Prof. Dr. Geraldo Filho
Na semana passada senti-me numa máquina do tempo que, numa fração de segundos, tivesse me enviado para meados dos anos 80, quando ainda jovem aluno de sociologia (a partir de 1984), da Universidade Federal do Ceará – portanto mais de 30 anos –, ao ouvir chavões batidos, brandidos por professores da UFPI – alguns encenando pantomimas ridículas –, repetindo que defendiam o ensino público e gratuito contra o ataque do imperialismo e da burguesia financeira internacional, que deseja privatizar as universidades federais, mancomunados com o governo Temer, cujo instrumento é a PEC (proposta de emenda constitucional) do controle de gastos públicos e a MP (medida provisória) que reformula o Ensino Médio.
A memória de longo prazo me fez recordar que já ouvira os mesmos gritos naquela época (excetuando os referentes à PEC e à MP, pois era outro tempo!), e muitas vezes depois durante todo esse período, no qual de estudante passei a professor universitário e testemunhei vários movimentos grevistas, envolvendo docentes e alunos. Ora, em 2016, 32 anos decorridos de minha estreia como calouro da UFC, nada aconteceu que sequer se aproximasse de algo parecido com privatização do ensino público em nenhum dos níveis (fundamental, médio e superior)! Pelo contrário, ele se expandiu – na maior parte, com vergonhoso sacrifício da qualidade! Haja vista professores com enormes dificuldades de se expressar, escrevendo ou falando corretamente na língua-pátria.

→ O que fazer:
Por favor, liste todos os níveis do ensino público que o artigo acima sobre o ensino público cita.

→ Dados para análise:
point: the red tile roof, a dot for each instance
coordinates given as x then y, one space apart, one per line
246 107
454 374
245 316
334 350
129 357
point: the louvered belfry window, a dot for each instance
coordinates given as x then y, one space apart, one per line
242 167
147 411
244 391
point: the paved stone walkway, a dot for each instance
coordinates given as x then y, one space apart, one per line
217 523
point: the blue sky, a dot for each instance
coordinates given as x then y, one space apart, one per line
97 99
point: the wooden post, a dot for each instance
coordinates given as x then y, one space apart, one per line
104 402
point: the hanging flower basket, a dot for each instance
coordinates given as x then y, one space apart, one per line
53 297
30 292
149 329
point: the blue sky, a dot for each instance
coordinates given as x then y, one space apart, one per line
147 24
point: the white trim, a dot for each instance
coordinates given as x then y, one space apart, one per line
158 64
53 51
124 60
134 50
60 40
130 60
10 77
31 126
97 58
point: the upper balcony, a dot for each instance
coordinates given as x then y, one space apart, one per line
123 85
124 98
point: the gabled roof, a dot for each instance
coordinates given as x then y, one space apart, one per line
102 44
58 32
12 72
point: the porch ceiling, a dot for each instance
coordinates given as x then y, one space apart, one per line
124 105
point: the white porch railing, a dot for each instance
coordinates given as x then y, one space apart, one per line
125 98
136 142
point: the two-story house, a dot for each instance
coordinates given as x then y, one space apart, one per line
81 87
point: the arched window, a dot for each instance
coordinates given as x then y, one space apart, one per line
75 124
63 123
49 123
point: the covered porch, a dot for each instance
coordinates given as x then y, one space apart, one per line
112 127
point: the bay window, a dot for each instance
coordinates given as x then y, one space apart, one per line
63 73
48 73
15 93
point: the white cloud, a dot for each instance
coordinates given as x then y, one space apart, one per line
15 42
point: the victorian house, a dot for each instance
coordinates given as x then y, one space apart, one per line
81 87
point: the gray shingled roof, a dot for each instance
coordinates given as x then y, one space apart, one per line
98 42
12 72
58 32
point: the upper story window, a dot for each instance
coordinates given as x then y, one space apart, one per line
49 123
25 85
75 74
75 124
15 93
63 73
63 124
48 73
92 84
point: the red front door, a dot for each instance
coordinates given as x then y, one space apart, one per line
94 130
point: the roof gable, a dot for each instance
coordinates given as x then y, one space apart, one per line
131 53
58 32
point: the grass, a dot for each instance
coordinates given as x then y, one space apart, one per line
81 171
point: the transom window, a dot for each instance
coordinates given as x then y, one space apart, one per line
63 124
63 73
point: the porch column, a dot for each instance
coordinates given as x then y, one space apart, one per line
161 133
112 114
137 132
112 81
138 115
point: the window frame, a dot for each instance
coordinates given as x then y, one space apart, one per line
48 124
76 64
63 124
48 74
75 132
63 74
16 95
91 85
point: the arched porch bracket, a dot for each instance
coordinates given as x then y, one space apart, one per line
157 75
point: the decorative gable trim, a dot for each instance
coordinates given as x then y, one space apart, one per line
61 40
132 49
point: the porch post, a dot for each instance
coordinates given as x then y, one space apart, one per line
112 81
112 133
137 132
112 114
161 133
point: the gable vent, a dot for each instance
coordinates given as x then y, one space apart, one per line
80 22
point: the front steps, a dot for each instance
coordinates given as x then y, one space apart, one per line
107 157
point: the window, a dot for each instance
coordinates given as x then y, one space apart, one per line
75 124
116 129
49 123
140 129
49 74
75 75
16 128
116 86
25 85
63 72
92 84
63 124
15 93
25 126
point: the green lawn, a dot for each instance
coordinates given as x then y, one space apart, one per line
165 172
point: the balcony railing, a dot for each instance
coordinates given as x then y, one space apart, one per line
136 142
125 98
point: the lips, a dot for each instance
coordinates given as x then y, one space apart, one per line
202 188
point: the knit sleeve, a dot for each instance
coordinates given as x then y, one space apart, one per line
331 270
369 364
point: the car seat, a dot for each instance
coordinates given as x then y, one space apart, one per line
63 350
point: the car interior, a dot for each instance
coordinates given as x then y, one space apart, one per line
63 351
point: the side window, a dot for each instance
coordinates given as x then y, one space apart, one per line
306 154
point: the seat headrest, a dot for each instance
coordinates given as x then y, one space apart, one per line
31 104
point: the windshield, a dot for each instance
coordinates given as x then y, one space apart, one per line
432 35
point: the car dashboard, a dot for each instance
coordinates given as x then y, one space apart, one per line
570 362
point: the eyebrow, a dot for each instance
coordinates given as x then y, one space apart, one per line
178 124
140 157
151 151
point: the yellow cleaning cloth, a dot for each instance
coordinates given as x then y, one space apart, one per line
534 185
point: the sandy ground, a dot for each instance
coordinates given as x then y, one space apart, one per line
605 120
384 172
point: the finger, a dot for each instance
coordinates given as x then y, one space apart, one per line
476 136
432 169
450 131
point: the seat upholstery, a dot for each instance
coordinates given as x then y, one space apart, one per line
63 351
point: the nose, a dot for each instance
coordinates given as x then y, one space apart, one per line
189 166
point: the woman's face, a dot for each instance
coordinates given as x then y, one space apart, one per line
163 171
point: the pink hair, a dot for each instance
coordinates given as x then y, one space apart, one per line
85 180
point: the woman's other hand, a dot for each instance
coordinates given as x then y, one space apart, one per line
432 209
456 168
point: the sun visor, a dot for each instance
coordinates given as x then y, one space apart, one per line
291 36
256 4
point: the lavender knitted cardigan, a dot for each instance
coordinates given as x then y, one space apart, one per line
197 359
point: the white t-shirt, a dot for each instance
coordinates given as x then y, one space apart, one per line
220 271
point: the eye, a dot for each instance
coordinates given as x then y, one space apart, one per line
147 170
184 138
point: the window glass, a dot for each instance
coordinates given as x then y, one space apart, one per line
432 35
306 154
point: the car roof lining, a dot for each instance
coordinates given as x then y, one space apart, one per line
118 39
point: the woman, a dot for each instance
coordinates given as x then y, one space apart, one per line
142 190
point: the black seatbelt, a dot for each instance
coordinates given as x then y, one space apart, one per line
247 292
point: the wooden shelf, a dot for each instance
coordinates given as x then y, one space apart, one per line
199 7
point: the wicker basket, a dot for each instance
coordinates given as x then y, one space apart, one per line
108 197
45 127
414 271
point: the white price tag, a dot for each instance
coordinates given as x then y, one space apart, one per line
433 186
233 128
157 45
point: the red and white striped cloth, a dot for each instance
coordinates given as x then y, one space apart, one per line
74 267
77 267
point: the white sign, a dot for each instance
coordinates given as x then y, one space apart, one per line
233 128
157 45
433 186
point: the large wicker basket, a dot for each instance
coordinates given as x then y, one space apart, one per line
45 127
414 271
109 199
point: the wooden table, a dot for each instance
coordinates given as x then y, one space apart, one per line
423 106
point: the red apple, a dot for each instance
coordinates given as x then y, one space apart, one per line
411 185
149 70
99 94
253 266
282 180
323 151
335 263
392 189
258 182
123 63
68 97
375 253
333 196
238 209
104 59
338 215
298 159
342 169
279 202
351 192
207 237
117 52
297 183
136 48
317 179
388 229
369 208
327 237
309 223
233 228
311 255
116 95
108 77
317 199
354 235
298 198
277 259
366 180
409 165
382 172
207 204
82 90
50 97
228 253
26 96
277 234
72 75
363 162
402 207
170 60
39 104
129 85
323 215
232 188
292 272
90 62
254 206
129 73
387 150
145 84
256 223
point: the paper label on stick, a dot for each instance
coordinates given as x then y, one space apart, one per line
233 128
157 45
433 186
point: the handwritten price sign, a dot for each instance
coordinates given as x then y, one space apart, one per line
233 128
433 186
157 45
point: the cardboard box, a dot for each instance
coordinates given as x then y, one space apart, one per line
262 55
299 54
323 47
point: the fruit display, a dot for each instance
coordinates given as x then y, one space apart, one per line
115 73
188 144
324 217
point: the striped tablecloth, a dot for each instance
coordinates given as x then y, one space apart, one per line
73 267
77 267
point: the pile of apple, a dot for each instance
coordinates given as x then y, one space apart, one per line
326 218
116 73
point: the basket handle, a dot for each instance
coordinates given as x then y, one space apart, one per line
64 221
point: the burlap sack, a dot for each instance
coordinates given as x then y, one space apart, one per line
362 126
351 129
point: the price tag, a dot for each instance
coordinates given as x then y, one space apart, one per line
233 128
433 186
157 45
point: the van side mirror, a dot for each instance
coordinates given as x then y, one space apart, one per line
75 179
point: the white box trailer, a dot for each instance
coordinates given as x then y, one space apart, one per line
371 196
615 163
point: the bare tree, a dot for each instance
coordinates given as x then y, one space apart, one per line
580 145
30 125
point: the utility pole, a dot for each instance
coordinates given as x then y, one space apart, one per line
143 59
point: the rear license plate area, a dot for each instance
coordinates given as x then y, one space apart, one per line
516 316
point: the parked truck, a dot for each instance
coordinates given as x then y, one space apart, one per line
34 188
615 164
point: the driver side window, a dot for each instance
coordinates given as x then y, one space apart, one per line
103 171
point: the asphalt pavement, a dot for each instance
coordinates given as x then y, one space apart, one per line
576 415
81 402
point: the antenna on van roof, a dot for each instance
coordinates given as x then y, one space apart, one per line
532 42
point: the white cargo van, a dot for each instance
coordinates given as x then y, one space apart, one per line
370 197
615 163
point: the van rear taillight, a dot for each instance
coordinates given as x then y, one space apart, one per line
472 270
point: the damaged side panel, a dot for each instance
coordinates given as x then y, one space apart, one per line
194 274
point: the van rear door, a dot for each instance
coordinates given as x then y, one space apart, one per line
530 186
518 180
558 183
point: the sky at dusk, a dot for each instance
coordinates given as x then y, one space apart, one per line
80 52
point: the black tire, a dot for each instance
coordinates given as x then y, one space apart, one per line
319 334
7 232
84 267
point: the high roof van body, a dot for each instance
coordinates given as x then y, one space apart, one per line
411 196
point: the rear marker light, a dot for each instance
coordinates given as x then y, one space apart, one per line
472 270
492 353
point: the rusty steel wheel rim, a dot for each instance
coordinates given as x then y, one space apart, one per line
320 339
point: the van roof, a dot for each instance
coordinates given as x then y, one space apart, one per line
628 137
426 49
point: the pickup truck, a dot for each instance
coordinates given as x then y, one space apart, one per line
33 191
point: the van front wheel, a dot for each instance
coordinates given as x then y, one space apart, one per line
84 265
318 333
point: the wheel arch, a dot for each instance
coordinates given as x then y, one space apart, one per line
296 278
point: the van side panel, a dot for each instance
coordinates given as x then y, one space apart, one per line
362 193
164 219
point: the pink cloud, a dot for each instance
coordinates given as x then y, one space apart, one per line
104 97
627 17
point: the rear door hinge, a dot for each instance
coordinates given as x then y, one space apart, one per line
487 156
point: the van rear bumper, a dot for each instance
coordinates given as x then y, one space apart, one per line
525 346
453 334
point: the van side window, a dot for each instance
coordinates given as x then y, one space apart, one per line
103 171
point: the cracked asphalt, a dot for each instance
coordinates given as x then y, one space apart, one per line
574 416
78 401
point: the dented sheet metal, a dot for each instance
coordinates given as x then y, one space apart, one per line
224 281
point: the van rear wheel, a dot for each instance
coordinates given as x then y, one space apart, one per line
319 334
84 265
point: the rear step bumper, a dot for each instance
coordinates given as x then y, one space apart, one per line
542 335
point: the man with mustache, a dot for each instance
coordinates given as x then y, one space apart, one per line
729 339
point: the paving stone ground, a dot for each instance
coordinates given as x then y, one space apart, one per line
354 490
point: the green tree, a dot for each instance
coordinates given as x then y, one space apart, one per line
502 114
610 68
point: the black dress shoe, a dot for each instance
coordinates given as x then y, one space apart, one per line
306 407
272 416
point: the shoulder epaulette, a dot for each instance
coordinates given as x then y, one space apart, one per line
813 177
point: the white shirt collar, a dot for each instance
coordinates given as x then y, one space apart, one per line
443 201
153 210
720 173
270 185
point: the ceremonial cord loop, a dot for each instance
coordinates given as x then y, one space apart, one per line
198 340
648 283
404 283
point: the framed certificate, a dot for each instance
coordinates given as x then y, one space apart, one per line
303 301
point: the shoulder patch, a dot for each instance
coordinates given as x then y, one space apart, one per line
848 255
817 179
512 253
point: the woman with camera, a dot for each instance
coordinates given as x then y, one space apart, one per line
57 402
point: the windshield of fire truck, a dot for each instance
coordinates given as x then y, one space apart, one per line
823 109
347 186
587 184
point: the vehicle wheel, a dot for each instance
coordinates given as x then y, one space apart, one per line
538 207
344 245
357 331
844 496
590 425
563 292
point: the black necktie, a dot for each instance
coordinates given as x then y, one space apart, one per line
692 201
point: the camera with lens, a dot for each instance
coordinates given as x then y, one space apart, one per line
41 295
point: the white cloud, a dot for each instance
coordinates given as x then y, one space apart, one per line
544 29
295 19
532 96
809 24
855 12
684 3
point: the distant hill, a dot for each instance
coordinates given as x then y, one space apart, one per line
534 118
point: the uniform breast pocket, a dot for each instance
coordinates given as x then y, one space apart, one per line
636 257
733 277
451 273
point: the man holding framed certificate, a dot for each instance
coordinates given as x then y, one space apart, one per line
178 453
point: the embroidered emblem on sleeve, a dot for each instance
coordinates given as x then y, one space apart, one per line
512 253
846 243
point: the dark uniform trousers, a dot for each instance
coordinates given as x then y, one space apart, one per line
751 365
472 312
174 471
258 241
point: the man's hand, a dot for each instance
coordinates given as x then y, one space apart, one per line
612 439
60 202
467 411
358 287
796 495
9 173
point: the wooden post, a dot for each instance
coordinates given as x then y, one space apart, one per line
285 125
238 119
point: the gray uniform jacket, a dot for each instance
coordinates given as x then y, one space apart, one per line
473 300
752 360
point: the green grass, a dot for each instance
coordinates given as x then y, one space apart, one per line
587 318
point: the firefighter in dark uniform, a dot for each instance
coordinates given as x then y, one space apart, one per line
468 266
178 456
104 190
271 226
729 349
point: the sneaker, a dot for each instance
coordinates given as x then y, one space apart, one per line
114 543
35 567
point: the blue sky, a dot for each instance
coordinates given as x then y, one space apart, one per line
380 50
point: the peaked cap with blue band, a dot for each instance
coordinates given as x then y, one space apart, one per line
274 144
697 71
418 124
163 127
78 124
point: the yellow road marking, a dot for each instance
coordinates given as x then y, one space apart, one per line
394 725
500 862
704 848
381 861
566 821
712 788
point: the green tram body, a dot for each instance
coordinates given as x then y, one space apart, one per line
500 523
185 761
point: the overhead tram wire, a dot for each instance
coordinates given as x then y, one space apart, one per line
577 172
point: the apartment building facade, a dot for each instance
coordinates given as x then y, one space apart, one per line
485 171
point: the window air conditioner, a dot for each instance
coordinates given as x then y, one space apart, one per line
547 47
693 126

→ Resposta:
- Fundamental
- Médio
- Superior